**Given data:**
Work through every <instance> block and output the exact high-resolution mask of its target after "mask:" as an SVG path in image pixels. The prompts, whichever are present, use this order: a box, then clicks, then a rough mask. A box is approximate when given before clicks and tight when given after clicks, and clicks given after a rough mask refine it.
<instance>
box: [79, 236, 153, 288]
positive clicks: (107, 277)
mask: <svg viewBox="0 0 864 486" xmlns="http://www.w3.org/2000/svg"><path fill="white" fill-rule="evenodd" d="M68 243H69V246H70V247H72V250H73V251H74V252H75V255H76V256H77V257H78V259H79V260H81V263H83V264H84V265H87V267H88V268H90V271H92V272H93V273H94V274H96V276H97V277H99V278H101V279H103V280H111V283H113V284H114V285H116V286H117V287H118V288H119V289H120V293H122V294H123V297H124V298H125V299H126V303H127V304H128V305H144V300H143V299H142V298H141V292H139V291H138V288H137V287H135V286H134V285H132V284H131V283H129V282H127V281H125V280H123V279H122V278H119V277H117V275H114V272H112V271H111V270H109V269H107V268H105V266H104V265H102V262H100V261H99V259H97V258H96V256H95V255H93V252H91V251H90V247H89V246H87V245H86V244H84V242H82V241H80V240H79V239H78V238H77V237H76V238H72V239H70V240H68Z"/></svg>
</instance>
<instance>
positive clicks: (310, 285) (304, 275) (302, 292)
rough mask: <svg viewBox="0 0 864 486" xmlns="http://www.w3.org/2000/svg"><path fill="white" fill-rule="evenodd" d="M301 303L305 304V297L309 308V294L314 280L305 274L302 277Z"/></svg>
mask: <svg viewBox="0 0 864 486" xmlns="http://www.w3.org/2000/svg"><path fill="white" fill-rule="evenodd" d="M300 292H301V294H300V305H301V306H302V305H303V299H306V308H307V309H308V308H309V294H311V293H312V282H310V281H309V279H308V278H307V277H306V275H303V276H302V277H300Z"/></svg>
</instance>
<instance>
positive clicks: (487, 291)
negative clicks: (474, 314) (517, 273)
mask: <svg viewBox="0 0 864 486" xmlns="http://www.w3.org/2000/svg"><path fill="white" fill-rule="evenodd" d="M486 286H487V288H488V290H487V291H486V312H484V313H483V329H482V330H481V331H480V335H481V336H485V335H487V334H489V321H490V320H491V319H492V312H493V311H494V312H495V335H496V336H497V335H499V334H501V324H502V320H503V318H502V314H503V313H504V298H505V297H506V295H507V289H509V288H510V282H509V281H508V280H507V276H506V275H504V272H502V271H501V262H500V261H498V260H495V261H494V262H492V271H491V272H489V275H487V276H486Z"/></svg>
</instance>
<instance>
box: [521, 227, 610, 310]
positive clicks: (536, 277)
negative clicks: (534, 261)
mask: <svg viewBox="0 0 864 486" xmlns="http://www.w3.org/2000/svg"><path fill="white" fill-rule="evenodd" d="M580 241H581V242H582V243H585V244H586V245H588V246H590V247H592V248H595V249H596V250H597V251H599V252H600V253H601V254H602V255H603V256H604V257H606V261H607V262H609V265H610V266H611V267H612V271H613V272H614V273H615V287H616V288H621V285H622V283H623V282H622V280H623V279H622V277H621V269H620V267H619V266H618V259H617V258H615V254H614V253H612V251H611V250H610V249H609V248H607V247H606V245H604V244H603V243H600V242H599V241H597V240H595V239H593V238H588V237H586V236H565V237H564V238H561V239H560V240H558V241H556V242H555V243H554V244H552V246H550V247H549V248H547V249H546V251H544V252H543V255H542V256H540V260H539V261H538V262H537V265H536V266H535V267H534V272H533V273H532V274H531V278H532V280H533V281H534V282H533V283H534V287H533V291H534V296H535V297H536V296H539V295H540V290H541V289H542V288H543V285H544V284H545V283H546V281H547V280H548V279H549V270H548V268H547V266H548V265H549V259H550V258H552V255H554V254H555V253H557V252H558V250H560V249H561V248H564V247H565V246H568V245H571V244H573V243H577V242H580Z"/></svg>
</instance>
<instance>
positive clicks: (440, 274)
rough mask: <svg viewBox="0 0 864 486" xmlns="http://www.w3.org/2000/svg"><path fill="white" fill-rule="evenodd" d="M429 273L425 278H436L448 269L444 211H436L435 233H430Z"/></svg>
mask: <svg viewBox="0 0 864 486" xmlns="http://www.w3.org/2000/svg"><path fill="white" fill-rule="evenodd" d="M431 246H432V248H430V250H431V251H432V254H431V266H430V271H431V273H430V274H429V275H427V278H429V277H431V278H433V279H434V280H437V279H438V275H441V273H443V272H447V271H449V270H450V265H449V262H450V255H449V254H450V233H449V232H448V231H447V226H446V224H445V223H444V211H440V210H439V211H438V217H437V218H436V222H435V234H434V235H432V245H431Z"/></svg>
==
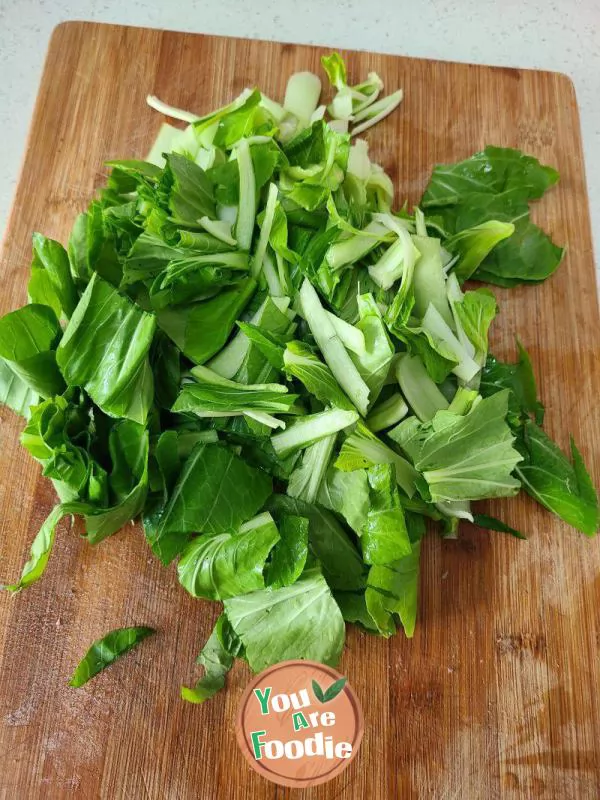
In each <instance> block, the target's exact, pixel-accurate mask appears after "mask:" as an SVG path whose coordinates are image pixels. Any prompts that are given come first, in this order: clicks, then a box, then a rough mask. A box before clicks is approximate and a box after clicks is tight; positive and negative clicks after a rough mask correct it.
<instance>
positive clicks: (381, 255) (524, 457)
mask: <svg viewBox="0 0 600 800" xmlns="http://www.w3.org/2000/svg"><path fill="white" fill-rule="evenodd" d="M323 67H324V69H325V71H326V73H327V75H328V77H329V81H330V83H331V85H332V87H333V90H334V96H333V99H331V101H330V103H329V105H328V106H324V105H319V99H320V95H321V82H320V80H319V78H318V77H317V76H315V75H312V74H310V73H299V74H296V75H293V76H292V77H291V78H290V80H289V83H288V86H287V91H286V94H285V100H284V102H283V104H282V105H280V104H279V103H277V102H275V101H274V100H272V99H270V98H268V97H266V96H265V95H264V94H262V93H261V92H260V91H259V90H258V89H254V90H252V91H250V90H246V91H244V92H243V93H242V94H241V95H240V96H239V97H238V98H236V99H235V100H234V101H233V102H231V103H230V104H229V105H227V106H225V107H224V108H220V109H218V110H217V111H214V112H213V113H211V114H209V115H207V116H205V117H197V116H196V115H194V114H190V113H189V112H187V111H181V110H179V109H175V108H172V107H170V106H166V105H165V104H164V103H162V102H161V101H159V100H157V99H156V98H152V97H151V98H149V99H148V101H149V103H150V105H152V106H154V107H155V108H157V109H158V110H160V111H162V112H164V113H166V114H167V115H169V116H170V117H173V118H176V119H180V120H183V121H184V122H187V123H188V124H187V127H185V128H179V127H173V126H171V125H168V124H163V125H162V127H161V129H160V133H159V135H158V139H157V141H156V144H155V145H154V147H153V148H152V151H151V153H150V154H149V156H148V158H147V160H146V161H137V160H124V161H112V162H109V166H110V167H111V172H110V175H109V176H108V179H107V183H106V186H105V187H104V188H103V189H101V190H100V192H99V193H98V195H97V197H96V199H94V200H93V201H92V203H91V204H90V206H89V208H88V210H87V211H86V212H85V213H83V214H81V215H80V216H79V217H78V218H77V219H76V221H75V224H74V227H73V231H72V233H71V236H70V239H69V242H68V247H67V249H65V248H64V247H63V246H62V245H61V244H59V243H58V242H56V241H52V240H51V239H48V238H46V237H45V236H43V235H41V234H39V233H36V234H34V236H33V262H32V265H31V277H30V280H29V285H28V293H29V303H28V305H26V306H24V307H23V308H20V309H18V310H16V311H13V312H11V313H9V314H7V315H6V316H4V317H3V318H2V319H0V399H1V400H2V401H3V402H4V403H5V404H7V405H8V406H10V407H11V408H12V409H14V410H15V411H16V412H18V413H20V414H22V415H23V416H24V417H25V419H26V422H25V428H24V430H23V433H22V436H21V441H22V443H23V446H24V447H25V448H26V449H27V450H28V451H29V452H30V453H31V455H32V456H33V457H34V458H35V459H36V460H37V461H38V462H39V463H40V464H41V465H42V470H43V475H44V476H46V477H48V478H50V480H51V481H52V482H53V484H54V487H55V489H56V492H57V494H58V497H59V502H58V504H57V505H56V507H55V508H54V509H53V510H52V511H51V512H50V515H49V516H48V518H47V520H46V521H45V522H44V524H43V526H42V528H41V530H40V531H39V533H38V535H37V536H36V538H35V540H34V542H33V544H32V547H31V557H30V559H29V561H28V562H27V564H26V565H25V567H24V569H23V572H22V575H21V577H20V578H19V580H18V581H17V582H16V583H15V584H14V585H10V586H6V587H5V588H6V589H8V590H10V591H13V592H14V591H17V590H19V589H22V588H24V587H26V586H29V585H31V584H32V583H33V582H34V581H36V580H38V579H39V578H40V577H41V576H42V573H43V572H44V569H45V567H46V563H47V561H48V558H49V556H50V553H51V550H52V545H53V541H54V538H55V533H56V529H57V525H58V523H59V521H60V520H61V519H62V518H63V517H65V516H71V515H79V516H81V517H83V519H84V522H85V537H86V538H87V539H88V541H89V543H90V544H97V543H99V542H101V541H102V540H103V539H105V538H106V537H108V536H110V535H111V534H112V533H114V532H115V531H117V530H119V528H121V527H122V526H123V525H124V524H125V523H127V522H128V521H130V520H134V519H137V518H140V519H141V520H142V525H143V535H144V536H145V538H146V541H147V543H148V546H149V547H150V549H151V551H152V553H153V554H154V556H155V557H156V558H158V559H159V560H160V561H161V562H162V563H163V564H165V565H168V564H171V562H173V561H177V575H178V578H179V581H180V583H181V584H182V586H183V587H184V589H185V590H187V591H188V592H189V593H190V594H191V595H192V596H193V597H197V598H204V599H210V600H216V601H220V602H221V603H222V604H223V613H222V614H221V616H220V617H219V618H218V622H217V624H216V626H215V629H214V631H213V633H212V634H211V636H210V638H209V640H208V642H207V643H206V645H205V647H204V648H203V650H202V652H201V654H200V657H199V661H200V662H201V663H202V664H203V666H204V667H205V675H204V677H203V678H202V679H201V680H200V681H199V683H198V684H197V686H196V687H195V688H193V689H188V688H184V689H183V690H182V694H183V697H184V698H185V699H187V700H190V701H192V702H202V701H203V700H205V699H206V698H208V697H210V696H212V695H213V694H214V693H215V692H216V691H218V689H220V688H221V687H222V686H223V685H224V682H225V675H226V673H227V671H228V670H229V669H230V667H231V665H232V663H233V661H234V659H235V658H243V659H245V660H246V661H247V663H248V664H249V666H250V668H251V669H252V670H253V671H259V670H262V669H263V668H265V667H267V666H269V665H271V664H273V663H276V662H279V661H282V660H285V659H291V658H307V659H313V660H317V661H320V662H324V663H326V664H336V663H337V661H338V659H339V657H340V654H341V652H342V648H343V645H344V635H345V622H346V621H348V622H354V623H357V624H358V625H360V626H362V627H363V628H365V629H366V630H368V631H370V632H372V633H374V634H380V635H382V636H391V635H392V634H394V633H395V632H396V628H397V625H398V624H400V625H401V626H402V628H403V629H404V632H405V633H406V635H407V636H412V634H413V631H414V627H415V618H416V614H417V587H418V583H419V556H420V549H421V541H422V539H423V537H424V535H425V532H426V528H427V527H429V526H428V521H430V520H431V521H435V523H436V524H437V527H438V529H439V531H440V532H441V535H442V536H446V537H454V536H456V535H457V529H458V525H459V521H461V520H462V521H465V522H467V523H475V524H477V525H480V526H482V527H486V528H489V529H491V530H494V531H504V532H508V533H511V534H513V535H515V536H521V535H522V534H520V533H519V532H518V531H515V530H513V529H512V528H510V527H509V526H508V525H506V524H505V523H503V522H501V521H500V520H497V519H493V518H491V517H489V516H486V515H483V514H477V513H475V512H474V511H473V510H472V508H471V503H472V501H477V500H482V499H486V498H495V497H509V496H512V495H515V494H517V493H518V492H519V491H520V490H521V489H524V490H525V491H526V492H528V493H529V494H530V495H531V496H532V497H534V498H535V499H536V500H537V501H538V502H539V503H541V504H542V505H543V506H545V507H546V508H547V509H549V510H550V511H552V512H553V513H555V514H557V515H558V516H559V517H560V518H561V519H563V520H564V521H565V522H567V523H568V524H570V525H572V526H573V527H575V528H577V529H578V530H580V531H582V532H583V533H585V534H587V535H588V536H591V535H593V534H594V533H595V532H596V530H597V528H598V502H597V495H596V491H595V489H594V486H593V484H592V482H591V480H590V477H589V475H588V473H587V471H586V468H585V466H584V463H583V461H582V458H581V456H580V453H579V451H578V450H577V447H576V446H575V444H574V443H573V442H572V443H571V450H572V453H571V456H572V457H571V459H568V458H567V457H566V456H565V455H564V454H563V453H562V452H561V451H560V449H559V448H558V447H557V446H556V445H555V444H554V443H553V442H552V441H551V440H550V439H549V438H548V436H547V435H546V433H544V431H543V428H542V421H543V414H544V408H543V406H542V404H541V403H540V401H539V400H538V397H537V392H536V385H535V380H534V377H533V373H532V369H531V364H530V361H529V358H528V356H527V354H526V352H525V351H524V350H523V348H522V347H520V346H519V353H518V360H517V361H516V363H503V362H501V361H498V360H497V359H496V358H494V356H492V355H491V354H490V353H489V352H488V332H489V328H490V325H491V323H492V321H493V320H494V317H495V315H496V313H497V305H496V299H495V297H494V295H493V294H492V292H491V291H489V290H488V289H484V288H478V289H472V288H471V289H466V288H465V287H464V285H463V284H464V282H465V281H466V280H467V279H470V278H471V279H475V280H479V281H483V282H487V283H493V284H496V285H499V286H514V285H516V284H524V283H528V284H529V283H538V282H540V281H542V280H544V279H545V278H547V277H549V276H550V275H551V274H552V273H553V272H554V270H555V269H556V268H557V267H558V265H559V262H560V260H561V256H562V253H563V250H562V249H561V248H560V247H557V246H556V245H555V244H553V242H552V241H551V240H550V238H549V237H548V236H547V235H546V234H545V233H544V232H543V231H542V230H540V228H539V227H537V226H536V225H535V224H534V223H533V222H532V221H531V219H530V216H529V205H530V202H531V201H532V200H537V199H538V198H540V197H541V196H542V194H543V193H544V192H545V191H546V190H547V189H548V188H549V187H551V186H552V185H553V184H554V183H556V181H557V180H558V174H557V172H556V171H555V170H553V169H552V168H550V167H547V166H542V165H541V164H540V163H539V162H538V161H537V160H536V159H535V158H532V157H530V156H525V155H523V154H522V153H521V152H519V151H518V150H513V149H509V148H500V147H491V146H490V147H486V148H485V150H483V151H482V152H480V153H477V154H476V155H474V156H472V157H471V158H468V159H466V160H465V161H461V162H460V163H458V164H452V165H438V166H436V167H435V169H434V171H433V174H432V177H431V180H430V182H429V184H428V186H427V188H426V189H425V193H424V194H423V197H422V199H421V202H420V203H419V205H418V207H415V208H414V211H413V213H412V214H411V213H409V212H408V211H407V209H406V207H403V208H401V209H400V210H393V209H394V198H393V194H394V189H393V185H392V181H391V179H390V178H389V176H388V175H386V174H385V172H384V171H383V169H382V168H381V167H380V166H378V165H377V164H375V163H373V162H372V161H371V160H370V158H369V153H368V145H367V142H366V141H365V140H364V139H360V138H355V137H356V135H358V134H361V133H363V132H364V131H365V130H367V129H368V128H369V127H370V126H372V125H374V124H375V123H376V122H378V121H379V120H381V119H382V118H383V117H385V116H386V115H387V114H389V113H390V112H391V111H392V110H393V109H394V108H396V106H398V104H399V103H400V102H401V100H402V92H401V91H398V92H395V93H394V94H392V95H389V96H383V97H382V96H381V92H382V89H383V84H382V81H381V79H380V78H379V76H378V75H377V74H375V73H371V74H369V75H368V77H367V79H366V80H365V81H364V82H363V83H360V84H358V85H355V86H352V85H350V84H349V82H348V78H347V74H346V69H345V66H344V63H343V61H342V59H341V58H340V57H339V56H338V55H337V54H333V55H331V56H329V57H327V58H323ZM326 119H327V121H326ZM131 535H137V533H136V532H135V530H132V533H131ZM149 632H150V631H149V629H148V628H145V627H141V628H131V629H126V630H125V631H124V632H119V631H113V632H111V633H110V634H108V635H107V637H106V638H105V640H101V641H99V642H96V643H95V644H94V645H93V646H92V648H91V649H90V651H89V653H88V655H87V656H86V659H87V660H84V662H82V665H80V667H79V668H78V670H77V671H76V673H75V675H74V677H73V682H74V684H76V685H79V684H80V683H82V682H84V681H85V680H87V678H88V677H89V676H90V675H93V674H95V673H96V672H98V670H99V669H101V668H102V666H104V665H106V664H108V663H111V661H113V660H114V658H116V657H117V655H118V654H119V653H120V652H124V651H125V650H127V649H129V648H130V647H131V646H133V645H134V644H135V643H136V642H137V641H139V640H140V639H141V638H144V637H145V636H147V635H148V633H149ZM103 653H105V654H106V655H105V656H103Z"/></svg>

**Task objective:**
Rewrite the lines starting at the one containing "In each <instance>" and ending at the one containing "positive clicks: (381, 255) (524, 457)", with every "rough mask" changed to "coarse mask" and nothing else altered.

**Response:**
In each <instance> block, the target's exact, pixel-accurate mask appears after "mask:" as an SVG path whose coordinates are image pixels. Any prompts that are given come first, in this order: clicks, then a box, then a coarse mask. A box before clicks is approximate and a box after clicks is tight; positive and negative clicks after a coarse mask correct it.
<instance>
positive clicks: (381, 255) (524, 457)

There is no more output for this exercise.